§ **Stated goal**:
Write out the entries, please, from the line containing "# Target: bokeh background" through their final line, exactly and with nothing else.

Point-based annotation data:
---
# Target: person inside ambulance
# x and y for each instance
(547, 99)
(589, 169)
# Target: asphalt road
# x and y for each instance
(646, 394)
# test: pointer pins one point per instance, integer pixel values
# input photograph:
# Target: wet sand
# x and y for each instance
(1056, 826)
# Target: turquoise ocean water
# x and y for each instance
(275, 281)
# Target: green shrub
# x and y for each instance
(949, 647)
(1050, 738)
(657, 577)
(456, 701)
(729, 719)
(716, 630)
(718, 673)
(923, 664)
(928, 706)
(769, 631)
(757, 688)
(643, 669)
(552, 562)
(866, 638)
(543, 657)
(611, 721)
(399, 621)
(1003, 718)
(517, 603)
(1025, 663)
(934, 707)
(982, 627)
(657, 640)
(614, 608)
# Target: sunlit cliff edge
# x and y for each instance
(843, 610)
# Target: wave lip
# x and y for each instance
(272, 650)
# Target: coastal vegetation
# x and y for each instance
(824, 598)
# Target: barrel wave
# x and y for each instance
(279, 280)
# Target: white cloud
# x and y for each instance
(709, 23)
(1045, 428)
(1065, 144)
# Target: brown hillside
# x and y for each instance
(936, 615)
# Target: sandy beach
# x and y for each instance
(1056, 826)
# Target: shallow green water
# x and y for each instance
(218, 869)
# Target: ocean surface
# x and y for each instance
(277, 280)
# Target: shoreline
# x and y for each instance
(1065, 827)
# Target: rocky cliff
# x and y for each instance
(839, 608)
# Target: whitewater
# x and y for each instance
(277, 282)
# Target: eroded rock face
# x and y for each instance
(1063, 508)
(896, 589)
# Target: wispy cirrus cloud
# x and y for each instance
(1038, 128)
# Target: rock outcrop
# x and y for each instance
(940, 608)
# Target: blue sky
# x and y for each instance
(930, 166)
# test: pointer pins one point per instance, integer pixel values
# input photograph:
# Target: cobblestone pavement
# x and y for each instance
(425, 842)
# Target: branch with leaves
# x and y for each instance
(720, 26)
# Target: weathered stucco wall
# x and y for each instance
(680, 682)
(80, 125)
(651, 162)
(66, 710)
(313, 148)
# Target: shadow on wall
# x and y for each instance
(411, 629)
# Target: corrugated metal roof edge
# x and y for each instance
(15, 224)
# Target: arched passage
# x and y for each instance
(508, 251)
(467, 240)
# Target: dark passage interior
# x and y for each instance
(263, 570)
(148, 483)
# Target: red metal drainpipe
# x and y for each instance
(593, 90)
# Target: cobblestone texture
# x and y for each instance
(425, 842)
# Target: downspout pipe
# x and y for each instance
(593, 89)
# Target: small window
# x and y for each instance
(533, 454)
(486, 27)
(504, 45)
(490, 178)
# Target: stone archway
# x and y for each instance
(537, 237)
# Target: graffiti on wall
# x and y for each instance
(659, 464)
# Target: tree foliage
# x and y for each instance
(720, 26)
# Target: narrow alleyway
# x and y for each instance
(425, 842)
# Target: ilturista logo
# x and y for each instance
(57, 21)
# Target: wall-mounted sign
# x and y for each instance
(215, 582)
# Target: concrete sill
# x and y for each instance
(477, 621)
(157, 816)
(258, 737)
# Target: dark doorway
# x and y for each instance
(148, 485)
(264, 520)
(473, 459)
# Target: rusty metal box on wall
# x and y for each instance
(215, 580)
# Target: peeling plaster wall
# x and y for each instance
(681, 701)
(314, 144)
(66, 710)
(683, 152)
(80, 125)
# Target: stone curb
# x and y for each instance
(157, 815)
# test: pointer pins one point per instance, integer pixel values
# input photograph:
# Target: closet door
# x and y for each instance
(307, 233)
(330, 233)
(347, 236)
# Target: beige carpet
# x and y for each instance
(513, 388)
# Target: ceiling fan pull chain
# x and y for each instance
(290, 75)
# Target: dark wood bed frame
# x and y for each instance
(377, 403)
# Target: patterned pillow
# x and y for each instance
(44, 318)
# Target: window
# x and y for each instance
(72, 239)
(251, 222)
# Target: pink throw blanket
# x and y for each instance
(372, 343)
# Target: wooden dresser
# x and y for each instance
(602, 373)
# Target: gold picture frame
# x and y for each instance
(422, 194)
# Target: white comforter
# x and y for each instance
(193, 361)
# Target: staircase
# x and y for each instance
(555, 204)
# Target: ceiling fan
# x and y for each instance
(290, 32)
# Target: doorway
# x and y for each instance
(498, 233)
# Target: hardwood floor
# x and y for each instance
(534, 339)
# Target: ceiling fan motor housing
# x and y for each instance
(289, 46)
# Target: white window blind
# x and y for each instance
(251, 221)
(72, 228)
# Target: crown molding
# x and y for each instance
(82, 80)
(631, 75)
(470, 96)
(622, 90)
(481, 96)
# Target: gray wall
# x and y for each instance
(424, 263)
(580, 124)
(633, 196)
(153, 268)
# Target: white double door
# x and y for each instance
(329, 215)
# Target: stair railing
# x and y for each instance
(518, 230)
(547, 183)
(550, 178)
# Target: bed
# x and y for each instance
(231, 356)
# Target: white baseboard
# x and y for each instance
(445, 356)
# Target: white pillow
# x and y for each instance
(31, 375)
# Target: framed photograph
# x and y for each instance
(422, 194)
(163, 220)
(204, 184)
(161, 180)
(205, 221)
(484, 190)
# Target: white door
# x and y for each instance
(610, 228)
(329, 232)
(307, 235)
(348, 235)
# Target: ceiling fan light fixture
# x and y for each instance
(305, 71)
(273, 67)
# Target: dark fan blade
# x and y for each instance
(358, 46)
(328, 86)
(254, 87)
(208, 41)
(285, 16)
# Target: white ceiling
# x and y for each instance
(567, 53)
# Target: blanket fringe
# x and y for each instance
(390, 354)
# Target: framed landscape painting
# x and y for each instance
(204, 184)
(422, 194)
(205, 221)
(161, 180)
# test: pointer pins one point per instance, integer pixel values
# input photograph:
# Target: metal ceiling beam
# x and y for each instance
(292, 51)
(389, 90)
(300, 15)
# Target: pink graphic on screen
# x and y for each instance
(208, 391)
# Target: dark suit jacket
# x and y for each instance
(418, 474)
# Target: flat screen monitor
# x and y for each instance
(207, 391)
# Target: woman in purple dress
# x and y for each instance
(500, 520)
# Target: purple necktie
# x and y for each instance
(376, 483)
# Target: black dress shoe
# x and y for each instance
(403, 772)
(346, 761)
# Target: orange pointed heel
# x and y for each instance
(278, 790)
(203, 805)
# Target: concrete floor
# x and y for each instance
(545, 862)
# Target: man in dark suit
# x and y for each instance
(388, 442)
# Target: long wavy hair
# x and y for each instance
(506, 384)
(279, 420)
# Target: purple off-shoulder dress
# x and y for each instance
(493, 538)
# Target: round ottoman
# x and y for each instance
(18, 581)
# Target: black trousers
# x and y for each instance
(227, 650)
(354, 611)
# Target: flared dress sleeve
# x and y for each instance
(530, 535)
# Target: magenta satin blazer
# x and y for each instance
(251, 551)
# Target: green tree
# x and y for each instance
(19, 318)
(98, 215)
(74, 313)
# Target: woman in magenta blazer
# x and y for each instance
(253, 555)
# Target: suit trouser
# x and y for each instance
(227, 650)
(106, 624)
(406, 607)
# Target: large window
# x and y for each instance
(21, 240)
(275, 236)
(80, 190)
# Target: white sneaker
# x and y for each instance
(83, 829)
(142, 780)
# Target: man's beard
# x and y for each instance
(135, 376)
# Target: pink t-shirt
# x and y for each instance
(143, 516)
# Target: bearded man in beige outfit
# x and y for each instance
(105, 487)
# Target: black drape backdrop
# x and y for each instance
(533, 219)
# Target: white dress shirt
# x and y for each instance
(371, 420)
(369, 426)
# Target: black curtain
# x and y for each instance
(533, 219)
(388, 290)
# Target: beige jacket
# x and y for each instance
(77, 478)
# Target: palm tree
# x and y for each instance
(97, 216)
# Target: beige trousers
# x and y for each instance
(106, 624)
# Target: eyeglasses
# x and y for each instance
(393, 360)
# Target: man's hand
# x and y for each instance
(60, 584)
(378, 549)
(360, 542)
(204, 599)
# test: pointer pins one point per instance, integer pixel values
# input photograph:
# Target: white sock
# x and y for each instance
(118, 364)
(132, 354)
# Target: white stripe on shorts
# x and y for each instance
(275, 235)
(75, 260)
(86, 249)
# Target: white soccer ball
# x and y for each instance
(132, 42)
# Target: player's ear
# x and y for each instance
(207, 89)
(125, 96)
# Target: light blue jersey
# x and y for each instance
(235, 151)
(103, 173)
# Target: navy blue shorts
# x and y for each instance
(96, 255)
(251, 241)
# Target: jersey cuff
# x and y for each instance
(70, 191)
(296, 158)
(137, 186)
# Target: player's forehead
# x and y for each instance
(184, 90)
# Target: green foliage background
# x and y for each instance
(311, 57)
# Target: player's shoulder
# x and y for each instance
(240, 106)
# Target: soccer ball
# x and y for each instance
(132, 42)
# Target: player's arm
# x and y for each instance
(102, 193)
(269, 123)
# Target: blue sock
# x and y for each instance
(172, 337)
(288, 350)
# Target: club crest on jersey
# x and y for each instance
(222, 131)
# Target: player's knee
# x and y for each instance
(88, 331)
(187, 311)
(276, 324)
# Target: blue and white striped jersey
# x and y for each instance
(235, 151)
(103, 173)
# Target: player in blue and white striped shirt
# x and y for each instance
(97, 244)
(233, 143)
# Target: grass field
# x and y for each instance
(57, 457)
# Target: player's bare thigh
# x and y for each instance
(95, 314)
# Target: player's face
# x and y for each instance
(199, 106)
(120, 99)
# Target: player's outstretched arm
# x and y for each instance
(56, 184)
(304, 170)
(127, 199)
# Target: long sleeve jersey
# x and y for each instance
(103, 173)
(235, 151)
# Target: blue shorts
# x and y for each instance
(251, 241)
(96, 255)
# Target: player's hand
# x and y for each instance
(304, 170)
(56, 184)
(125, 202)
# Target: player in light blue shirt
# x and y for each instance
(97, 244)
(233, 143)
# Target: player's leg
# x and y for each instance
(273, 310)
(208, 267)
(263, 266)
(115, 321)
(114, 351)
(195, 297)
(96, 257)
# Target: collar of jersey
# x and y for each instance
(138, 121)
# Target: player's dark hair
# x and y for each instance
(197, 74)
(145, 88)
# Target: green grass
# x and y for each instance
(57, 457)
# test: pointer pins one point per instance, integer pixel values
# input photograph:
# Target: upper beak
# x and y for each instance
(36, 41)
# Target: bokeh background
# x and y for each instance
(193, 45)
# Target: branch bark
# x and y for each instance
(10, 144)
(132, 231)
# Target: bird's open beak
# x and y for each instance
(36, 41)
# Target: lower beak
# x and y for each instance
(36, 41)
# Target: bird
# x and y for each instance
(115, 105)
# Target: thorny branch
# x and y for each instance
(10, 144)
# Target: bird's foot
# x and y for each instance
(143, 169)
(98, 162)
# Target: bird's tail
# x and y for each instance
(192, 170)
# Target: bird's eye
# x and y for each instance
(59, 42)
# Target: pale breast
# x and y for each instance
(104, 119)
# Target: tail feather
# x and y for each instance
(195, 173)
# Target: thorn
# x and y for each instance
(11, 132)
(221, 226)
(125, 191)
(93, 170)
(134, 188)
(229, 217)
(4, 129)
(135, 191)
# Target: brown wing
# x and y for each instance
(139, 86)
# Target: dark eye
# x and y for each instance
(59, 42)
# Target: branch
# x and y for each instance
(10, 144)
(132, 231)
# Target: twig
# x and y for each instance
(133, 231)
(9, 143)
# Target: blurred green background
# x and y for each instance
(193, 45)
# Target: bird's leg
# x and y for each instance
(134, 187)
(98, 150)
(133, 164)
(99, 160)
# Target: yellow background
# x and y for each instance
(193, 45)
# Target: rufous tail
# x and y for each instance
---
§ **Finished task**:
# Target: bokeh background
# x and y for each instance
(193, 45)
# Target: branch bark
# x and y for each instance
(10, 144)
(132, 231)
# Target: bird's open beak
# x and y for each instance
(36, 41)
# Target: lower beak
# x and y for each instance
(36, 41)
# Target: bird
# x and y for each instance
(115, 105)
# Target: thorny branch
# x and y for each instance
(10, 144)
# Target: bird's foot
# x and y for each instance
(143, 169)
(98, 162)
# Target: bird's tail
# x and y for each instance
(192, 170)
# Target: bird's eye
# x and y for each instance
(59, 42)
# Target: pale breast
# x and y for each instance
(104, 119)
# Target: tail feather
# x and y for each instance
(195, 173)
# Target: thorn
# x and y for each instance
(11, 132)
(221, 226)
(125, 191)
(93, 170)
(134, 188)
(229, 217)
(4, 129)
(135, 191)
# Target: brown wing
# x and y for each instance
(139, 86)
# Target: dark eye
# x and y for each instance
(59, 42)
# Target: branch
# x and y for each instance
(10, 144)
(132, 231)
# Target: twig
# x and y for each instance
(133, 231)
(9, 143)
# Target: blurred green background
# x and y for each instance
(193, 45)
# Target: bird's leg
# x and y for each instance
(134, 187)
(98, 150)
(133, 164)
(99, 160)
# Target: yellow background
# x and y for each instance
(193, 45)
# Target: rufous tail
# x and y for each instance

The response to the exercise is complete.